> [EXCERPTED TEXT]:
──────────

On Thu, Oct 9, 2025 at 3:56 PM Longlong Xia <xialonglong2025@163.com> wrote:
>
> From: Longlong Xia <xialonglong@kylinos.cn>
>
> When a hardware memory error occurs on a KSM page, the current
> behavior is to kill all processes mapping that page. This can
> be overly aggressive when KSM has multiple duplicate pages in
> a chain where other duplicates are still healthy.
>
> This patch introduces a recovery mechanism that attempts to migrate
> mappings from the failing KSM page to another healthy KSM page within
> the same chain before resorting to killing processes.

Interesting, thanks for the patch! One question below.

>
> The recovery process works as follows:
> 1. When a memory failure is detected on a KSM page, identify if the
> failing node is part of a chain (has duplicates)

──────────

> [GIVEN REQUEST A]: According to the KSM patch discussion, what happens at present when a hardware memory error occurs on a KSM page?
> [GIVEN REQUEST B]: Carry on the KSM memory-failure patch discussion from the point at which it stops.
The records were drawn from a source unrelated to the text above.

> [Point-based annotation data]:
──────────

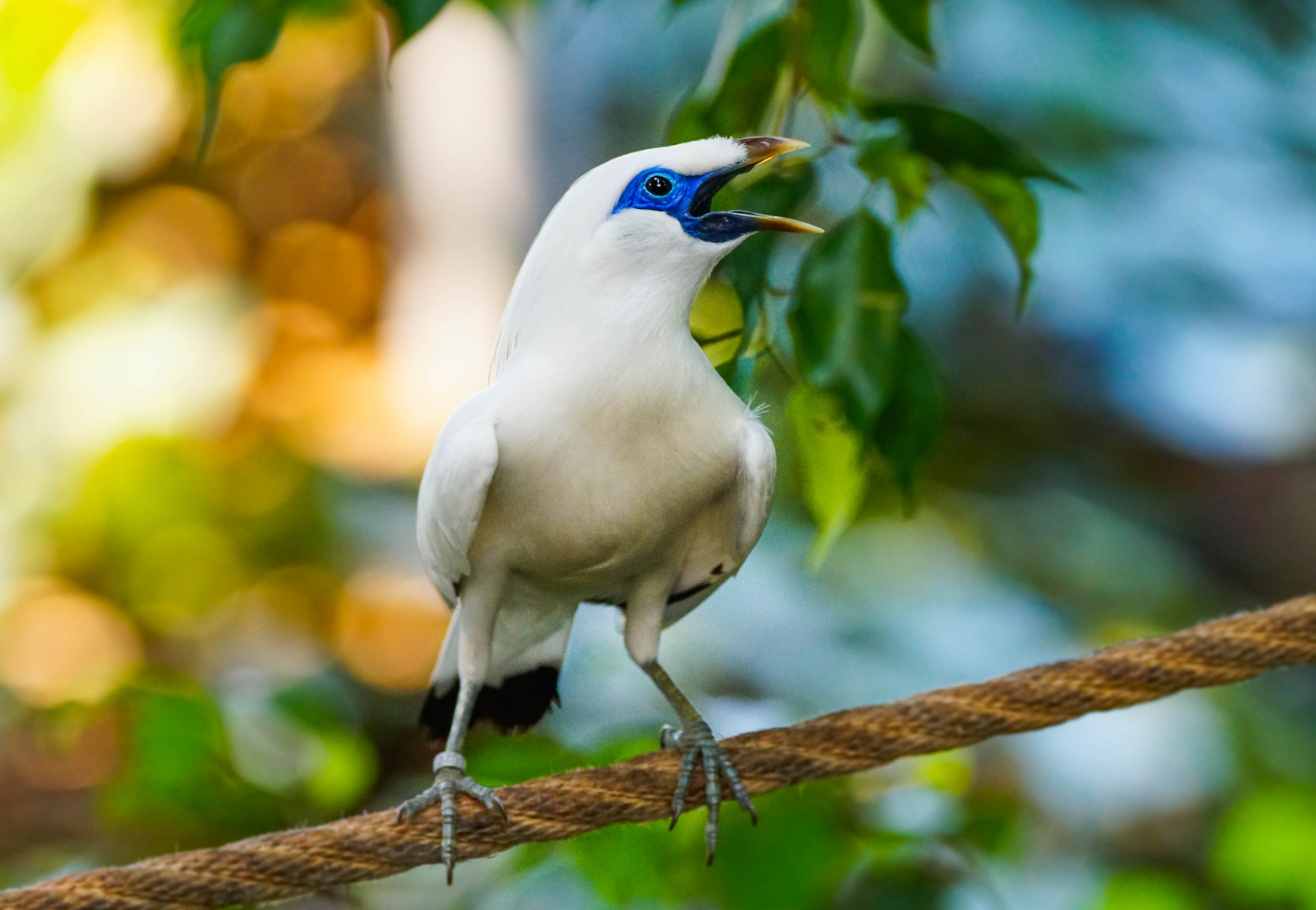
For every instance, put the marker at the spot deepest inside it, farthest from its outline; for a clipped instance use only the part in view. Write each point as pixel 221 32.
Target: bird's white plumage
pixel 607 461
pixel 453 490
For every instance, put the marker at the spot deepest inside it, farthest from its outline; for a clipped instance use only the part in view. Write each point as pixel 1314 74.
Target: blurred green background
pixel 1021 410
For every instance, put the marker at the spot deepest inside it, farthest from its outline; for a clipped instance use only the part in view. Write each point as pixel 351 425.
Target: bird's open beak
pixel 736 222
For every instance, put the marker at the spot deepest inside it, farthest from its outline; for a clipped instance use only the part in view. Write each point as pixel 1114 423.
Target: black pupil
pixel 658 185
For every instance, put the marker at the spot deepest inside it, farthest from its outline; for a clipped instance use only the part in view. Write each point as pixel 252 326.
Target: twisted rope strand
pixel 290 863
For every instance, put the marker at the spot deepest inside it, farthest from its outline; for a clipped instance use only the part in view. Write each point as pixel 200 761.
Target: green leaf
pixel 177 779
pixel 828 48
pixel 908 173
pixel 910 19
pixel 1012 206
pixel 227 33
pixel 832 469
pixel 912 420
pixel 1149 889
pixel 1265 847
pixel 953 140
pixel 411 16
pixel 745 93
pixel 847 319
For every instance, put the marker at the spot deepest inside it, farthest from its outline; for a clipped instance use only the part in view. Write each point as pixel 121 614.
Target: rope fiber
pixel 286 864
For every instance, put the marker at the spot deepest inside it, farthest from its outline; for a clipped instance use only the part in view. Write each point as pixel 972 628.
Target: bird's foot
pixel 695 743
pixel 449 780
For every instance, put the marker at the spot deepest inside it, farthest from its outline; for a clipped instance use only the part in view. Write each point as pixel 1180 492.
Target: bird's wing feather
pixel 754 484
pixel 452 500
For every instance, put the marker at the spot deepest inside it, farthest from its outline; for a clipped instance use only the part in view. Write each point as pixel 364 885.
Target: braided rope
pixel 290 863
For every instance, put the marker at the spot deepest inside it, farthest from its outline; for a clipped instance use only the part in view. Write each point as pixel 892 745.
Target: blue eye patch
pixel 688 201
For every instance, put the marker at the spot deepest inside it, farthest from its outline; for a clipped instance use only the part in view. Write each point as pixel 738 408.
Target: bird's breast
pixel 599 484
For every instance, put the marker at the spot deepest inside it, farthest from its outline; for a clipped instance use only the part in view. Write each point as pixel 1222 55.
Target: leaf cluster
pixel 866 390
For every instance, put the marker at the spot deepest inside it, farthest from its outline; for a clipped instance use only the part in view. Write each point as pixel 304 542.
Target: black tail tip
pixel 513 706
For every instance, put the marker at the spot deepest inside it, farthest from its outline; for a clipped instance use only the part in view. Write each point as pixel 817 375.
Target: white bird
pixel 606 463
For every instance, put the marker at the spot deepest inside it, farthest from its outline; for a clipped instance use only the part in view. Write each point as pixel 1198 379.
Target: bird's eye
pixel 658 185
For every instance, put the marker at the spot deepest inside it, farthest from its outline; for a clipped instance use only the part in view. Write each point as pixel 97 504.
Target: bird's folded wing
pixel 754 484
pixel 452 500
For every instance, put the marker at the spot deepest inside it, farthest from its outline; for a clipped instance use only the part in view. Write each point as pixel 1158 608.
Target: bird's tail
pixel 513 706
pixel 522 683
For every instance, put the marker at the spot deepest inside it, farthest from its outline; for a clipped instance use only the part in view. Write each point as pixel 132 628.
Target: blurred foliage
pixel 208 636
pixel 848 301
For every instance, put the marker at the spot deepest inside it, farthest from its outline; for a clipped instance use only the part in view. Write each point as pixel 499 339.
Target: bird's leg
pixel 697 744
pixel 473 657
pixel 450 779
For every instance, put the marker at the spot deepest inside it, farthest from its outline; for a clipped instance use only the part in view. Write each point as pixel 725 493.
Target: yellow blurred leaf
pixel 58 645
pixel 716 320
pixel 831 465
pixel 32 35
pixel 388 629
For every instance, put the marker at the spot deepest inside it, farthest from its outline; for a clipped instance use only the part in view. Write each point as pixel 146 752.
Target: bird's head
pixel 634 240
pixel 661 201
pixel 678 189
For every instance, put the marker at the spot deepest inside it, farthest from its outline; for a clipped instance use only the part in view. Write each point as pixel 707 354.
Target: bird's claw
pixel 695 743
pixel 447 783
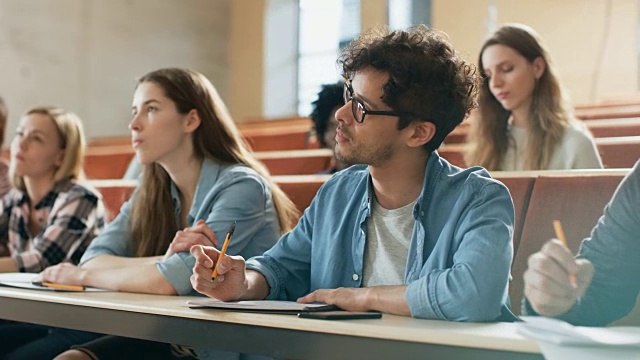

──────────

> [OUTPUT A]: All processes mapping that page are killed.

> [OUTPUT B]:
> 2. Search for another healthy KSM page within the same chain
> 3. For each process mapping the failing page:
> - Update the PTE to point to the healthy KSM page
> - Migrate the rmap_item to the new stable node
> 4. If all migrations succeed, remove the failing node from the chain
> 5. Only kill processes if recovery is impossible or fails
>
> Signed-off-by: Longlong Xia <xialonglong@kylinos.cn>
> ---
>  mm/ksm.c | 183 +++++++++++++++++++++++++++++++++++++++++++++++++++++++
>  1 file changed, 183 insertions(+)
>
> diff --git a/mm/ksm.c b/mm/ksm.c
> index 160787bb121c..590d30cfe800 100644
> --- a/mm/ksm.c
> +++ b/mm/ksm.c
> @@ -3084,6 +3084,183 @@ void rmap_walk_ksm(struct folio *folio, struct rmap_walk_control *rwc)
>  }
>
>  #ifdef CONFIG_MEMORY_FAILURE
> +static struct ksm_stable_node *find_chain_head(struct ksm_stable_node *dup_node)
> +{
> +       struct ksm_stable_node *stable_node, *dup;
> +       struct rb_node *node;
> +       int nid;
> +
> +       if (!is_stable_node_dup(dup_node))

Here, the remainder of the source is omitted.